**SOURCE EXTRACT:**
· · · · ·

Mazuku is a geology term used to refer to a toxic pocket of air rich in carbon dioxide. The term mazuku means “evil wind” in Swahili and is commonly used in areas bordering Lake Kivu to describe areas where mysterious deaths occur due to the release of toxic amounts of carbon dioxide into the atmosphere. It is believed that the term originated due to the local communities associating the phenomenon with evil spirits. Mazuku are common in areas bordering the northern shore of Lake Kivu on the DRC-Rwanda border and in Cameroon’s Lake Nyos and Lake Monoun.
Occurrence of Mazuku
Mazuku are formed in depressions where carbon dioxide accumulates low near the ground by gravity since it is heavier than air. Usually, exposure to concentration levels above 10% is considered lethal to human and animal life. Mazuku often contains much higher concentration levels of carbon dioxide (between 15% and 80%) with victims dying within moments of exposure. Geological isotopic analyses finding show that CO2 comes from Earth’s Upper Mantel. The CO2 then accumulates in morphological depressions which are formed at the foot of lava flows through the superposition of the lava flow. Mazuku can also be found in depressions where there are collapsed lava tunnels, cooling fractures, and open faults that allow gas to the surface.

· · · · ·

Point-per-instance localization data:
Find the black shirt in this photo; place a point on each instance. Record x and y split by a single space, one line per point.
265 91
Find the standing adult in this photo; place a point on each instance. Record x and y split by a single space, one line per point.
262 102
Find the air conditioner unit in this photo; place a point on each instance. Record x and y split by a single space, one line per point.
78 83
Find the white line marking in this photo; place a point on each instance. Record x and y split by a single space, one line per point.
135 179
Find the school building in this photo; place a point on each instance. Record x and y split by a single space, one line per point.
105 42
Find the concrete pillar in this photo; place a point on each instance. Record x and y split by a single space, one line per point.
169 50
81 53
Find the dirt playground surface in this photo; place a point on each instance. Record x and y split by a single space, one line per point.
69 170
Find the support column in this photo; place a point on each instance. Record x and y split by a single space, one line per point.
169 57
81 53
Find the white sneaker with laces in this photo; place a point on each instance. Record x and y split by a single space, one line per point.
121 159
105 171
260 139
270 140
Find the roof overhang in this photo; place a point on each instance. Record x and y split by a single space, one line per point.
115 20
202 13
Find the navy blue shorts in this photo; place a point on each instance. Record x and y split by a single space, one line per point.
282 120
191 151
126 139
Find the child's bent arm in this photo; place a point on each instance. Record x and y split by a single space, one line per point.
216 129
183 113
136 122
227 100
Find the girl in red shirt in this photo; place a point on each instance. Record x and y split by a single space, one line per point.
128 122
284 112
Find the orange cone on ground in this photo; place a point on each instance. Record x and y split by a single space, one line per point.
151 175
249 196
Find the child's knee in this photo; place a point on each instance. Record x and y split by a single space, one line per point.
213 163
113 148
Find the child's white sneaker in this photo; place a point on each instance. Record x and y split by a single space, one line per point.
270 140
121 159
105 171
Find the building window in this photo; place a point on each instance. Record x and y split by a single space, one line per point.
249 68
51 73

· · · · ·

**TASK DETAILS:** Output the passage on mazuku, starting with "Mazuku is a" and going on through "and Lake Monoun.". This data has no connection to the passage on mazuku.

**EXERCISE OUTPUT:**
Mazuku is a geology term used to refer to a toxic pocket of air rich in carbon dioxide. The term mazuku means “evil wind” in Swahili and is commonly used in areas bordering Lake Kivu to describe areas where mysterious deaths occur due to the release of toxic amounts of carbon dioxide into the atmosphere. It is believed that the term originated due to the local communities associating the phenomenon with evil spirits. Mazuku are common in areas bordering the northern shore of Lake Kivu on the DRC-Rwanda border and in Cameroon’s Lake Nyos and Lake Monoun.